Entries supplied =
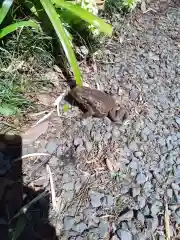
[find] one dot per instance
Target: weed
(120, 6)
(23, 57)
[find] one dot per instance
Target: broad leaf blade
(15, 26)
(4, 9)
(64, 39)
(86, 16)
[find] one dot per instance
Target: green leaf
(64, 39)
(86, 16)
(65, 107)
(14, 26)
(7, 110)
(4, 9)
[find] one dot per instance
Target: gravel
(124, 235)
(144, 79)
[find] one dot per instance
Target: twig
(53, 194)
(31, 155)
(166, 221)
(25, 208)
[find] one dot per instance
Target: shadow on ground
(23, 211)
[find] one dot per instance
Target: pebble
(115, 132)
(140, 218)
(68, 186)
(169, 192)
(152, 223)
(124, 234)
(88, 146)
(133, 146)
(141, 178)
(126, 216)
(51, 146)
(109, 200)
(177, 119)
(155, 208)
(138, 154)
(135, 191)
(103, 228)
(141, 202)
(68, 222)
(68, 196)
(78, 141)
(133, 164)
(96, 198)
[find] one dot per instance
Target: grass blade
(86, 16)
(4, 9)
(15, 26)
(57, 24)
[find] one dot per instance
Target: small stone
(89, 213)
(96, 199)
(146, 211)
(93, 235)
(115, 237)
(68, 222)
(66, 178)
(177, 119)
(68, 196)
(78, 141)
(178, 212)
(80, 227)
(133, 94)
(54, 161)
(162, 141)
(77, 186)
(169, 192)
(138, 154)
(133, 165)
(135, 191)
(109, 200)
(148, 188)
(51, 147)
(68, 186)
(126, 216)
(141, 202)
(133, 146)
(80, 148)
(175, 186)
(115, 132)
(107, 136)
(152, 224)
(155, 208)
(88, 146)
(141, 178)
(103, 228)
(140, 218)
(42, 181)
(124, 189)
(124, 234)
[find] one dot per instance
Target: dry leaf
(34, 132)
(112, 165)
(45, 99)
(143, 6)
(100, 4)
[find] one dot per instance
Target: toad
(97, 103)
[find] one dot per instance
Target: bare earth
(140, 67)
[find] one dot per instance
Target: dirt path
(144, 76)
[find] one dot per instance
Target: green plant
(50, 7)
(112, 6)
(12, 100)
---
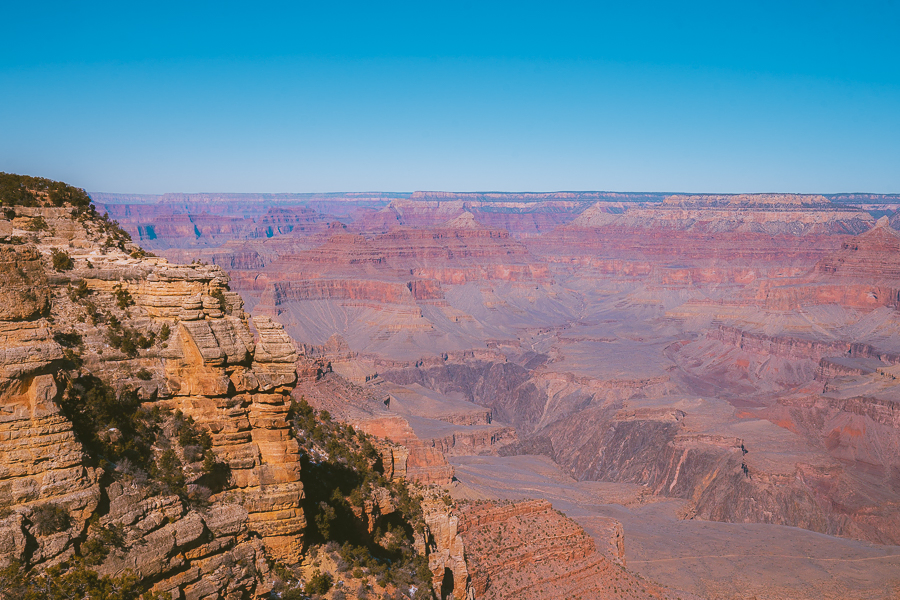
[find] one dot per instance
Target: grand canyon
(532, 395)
...
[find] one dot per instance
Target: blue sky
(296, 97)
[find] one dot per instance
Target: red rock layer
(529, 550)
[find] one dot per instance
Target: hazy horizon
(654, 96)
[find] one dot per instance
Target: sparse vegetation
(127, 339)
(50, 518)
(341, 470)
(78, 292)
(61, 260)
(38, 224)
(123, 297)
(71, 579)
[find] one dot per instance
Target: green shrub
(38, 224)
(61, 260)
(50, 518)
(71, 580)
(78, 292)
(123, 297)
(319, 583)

Exercise task =
Copy out every line in the rows above that contains the word "leaf".

Full response =
Target: broad leaf blade
Target: green leaf
Target: dry leaf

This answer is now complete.